─── Document extract ───

Some african tribes mark the start of a young man's adulthood when he kills his first lion.
The world is littered with various ways of signifying the commencement from childhood to adulthood.
I, however, bought a tux.
Now I feel like a goddamn grown-up fer sure!
Actually, I feel more like James Bond than anything else. The Sean Connery James Bond, that is. Not the pussy Roger Moore James Bond. (Yes - he was the first Bond to wear a leisure suit!) If I were tall and skinny, I could probably hang with feeling like the Pierce Brosnan Bond, too. But (as far as I'm concerned) Sean is the standard.
Anyway, I now own a tux.
All my life, I have pretty much been a slob. Comfort has been the watchword with me. When I was on the road all the time, it was either sweats or jeans during the day, and then other jeans or (during the metal band years) leathers on stage. FYI - I was never one of these "put-on-all-the-shit-you-wear-on-stage-and-go-to-the-mall" kind of guys. I have to establish a little credibility here... As we got older and advanced into the "not-getting-paid-shit-to-travel-everywhere-and-play-your-own-music-instead-of-covers" scene, I found that whatever I was wearing during the drive to the gig was what I was wearing that night. Convenience has a name, too...

─── Data supplied ───

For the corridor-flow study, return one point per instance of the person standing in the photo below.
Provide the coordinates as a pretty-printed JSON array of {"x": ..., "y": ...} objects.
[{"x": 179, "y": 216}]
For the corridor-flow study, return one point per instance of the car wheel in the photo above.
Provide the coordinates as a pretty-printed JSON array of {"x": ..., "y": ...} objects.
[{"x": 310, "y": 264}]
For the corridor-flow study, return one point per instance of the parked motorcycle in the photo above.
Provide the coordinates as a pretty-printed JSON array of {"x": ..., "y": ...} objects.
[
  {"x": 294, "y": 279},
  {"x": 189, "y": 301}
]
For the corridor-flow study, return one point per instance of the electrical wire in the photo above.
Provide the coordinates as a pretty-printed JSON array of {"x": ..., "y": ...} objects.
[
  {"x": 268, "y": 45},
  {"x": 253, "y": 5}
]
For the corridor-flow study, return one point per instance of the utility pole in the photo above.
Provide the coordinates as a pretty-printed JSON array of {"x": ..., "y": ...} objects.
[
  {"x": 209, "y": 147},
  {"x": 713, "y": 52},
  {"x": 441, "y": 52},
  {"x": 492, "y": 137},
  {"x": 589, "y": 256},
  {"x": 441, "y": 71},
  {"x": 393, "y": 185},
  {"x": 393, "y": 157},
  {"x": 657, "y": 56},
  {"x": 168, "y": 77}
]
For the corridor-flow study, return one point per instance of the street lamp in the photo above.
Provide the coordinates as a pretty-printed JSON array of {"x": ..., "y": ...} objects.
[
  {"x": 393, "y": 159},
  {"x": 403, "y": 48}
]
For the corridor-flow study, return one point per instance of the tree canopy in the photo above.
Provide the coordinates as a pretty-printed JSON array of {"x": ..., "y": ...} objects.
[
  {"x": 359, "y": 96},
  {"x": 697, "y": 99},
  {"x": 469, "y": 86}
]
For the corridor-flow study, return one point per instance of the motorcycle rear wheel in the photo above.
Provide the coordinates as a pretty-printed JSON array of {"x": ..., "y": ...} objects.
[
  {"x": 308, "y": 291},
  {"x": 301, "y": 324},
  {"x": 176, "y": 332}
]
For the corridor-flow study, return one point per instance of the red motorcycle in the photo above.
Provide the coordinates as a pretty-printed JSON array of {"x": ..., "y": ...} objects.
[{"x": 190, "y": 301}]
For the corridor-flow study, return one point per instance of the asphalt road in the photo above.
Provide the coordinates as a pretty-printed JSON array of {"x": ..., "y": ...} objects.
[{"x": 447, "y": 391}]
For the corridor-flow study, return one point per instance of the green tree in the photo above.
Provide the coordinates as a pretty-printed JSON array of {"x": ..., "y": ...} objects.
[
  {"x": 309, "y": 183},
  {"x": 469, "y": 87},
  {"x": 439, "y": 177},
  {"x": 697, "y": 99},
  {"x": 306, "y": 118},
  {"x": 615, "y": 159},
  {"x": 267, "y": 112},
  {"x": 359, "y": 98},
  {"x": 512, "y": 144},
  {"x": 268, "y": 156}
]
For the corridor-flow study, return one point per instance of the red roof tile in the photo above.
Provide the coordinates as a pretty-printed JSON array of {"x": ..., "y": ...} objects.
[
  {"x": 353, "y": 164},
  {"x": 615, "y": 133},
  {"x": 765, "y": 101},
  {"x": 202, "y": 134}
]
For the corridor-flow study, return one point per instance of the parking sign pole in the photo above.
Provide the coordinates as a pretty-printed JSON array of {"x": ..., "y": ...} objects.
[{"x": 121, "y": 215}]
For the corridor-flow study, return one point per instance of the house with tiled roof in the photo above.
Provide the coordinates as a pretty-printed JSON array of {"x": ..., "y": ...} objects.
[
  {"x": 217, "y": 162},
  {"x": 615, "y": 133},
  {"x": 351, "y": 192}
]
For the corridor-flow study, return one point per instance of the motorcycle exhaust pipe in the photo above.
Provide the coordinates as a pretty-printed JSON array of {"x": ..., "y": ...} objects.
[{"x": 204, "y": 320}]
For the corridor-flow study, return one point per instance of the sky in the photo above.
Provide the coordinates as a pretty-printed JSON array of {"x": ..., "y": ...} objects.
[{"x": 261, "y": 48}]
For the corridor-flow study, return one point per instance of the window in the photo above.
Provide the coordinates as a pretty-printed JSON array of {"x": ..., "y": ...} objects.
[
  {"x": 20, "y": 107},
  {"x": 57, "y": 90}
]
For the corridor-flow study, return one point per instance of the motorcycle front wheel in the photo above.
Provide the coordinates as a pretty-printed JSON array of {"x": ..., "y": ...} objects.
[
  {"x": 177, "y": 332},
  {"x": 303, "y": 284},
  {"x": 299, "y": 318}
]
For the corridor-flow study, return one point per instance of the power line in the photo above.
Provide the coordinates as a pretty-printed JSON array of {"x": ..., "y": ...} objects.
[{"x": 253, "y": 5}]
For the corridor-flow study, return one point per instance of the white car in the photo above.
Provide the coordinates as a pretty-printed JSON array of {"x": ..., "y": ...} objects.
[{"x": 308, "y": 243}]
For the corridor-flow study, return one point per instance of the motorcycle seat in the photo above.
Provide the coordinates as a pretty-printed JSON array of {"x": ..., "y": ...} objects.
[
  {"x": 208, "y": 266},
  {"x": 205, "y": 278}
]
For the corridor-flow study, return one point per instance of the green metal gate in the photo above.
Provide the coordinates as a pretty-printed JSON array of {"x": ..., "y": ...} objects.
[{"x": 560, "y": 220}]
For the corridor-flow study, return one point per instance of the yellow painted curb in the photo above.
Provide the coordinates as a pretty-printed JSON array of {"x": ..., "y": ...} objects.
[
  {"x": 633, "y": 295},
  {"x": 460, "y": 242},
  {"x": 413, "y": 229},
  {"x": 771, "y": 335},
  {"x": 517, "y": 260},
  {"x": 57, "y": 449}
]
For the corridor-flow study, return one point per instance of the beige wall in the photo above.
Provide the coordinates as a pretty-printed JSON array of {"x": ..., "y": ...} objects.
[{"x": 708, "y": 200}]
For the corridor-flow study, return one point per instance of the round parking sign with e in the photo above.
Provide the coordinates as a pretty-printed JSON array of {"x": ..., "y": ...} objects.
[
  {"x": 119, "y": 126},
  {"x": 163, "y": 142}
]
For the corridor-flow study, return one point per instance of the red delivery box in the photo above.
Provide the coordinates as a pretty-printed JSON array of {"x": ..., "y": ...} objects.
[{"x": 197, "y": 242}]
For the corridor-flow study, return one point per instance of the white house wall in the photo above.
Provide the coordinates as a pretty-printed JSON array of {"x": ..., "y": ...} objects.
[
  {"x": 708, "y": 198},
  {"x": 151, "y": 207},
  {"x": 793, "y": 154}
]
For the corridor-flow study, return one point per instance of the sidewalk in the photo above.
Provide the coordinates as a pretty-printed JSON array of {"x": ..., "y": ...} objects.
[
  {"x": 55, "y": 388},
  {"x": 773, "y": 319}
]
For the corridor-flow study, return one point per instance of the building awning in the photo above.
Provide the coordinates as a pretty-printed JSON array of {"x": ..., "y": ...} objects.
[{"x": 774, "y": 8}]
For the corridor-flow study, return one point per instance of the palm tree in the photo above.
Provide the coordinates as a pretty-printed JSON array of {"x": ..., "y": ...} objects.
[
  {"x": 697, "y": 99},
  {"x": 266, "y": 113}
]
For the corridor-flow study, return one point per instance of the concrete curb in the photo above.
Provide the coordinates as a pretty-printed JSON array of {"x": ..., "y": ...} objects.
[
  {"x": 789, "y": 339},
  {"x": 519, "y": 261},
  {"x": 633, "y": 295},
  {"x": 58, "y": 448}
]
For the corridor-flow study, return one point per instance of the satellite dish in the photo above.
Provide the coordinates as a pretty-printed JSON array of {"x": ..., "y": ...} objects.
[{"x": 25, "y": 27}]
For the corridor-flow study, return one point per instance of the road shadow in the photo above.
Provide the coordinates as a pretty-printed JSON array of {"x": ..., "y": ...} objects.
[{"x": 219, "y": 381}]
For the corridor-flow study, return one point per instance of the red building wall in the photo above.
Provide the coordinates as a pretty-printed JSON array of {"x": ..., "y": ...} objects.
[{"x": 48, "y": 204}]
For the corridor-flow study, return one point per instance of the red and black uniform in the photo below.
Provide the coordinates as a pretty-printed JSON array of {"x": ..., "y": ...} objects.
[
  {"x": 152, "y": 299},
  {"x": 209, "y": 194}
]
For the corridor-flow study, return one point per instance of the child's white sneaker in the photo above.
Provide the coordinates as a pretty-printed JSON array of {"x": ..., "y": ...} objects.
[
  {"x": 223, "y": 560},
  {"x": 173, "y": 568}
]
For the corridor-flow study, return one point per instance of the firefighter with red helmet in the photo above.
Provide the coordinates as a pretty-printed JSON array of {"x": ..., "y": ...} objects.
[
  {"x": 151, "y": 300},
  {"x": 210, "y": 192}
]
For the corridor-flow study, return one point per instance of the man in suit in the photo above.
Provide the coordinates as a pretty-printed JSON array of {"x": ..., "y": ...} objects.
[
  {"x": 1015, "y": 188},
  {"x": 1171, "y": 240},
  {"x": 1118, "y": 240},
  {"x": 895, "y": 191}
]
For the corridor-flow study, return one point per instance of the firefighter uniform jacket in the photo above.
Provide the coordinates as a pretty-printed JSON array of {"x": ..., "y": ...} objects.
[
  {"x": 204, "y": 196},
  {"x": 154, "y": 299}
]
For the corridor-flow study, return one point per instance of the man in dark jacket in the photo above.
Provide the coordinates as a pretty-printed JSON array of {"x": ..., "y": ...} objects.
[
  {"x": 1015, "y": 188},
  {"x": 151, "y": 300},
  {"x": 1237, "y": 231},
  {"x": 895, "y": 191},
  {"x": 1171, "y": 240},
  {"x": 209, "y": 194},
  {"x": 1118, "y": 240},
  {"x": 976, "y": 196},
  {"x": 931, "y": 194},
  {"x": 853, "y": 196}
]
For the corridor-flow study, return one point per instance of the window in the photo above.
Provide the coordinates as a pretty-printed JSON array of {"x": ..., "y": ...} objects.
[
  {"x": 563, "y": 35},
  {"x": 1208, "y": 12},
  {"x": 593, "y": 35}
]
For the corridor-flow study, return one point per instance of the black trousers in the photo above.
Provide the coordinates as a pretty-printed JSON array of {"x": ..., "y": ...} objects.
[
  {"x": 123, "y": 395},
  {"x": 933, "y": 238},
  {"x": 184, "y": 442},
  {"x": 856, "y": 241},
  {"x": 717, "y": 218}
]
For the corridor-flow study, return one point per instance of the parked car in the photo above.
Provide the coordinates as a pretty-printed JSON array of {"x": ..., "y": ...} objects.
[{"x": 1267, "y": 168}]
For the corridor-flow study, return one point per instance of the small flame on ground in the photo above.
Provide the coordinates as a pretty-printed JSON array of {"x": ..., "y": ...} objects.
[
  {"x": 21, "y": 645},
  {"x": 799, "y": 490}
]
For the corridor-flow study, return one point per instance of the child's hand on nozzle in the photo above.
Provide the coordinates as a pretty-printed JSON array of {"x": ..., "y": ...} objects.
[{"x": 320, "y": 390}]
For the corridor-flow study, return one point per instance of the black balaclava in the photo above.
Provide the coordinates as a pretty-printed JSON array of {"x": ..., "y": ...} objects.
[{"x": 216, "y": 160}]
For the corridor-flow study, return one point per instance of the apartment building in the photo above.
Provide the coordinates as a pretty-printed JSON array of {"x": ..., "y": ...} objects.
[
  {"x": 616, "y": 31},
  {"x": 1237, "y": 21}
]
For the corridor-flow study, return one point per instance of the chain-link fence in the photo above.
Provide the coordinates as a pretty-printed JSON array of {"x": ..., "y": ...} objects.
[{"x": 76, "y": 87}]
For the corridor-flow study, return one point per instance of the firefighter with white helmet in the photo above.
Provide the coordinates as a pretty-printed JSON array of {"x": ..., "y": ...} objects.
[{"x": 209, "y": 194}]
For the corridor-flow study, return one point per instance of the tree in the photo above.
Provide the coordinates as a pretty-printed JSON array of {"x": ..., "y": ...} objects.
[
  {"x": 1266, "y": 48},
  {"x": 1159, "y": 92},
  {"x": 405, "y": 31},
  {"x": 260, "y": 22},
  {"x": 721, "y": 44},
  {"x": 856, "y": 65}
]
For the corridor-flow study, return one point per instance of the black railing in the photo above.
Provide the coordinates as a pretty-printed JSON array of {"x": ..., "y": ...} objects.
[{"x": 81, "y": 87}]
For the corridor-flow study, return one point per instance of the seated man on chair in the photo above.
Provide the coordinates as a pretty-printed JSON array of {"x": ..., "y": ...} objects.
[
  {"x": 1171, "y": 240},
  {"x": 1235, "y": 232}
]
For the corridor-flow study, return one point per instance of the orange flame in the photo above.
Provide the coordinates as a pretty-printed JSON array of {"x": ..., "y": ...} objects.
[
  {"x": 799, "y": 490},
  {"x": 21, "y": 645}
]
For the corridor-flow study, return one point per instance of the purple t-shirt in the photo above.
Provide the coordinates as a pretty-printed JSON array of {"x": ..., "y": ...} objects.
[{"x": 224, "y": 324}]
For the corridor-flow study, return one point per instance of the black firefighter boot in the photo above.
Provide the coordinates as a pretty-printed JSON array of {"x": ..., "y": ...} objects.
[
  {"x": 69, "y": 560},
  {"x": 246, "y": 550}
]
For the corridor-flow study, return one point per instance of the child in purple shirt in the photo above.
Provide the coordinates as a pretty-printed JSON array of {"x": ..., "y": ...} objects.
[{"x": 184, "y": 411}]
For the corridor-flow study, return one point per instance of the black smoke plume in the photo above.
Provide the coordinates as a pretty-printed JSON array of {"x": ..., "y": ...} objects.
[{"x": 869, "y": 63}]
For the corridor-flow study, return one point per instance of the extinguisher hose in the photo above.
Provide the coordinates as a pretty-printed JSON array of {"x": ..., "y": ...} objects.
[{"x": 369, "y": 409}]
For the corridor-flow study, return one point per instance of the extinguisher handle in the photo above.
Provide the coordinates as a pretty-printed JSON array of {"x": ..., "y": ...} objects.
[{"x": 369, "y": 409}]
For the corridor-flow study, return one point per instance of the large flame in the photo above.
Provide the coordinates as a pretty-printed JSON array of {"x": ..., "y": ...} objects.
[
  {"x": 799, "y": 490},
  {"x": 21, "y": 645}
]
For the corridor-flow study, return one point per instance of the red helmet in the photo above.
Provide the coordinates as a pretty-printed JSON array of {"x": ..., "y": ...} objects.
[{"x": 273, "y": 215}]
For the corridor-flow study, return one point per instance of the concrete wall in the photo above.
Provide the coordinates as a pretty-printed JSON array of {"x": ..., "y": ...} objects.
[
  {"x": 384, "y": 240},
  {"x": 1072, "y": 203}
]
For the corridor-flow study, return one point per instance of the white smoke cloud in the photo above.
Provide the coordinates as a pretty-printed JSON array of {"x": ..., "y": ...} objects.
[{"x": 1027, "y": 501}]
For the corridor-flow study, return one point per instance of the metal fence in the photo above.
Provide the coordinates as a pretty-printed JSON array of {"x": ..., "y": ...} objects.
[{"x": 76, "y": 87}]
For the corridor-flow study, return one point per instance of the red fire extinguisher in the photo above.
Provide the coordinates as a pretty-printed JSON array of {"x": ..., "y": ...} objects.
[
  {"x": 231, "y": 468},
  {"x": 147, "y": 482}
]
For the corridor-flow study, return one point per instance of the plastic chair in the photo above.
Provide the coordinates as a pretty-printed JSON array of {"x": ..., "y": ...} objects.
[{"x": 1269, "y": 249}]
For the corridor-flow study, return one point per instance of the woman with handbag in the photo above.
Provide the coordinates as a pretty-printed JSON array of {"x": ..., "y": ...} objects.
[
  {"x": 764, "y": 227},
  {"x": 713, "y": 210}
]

───

# Brief 1
In the post about buying a tux, which actor's James Bond does the writer treat as the standard?
# Brief 2
Carry the post about buying a tux forward from its last sentence, keeping the same casual first-person voice.

# Response box 1
Sean Connery

# Response box 2
Once I "retired" from the music biz and started working "real jobs", I became aware of an idea known as a "dress code" (or "duress code" as I called it). The code was that whatever was most uncomfortable wear became that which you would wear. But that also brought about the advent of "casual Friday". This meant that on Friday, you could be more "casual", relatively. So if everyday dress was slacks and tie, on Friday you could wear slacks and polo. If everyday were "business casual", Friday could even mean blue jeans.
What I learned over the years was how to squeeze every ounce of casual out of "casual Friday". At one job that I kept for 7 years, I was down to sweats and tanks on Friday. I have a knack for making myself very indespensable at a job, which helps lower the veil of blindness over the eyes of the bosses. This also helps me get away with growin the hair back out, etc...
You guessed it... I'm just a big, dumb kid! But not anymore! I. Have. A tux! Woohoo!
During the last 10-12 years, I really let myself go. I was hovering around 300 lbs. Then (long story short) I dropped down to 210 and found that my only good suit could not be altered enough to fit me. No big deal for the nonce, as I wasn't planning on going to any funerals or suit-requiring gigs.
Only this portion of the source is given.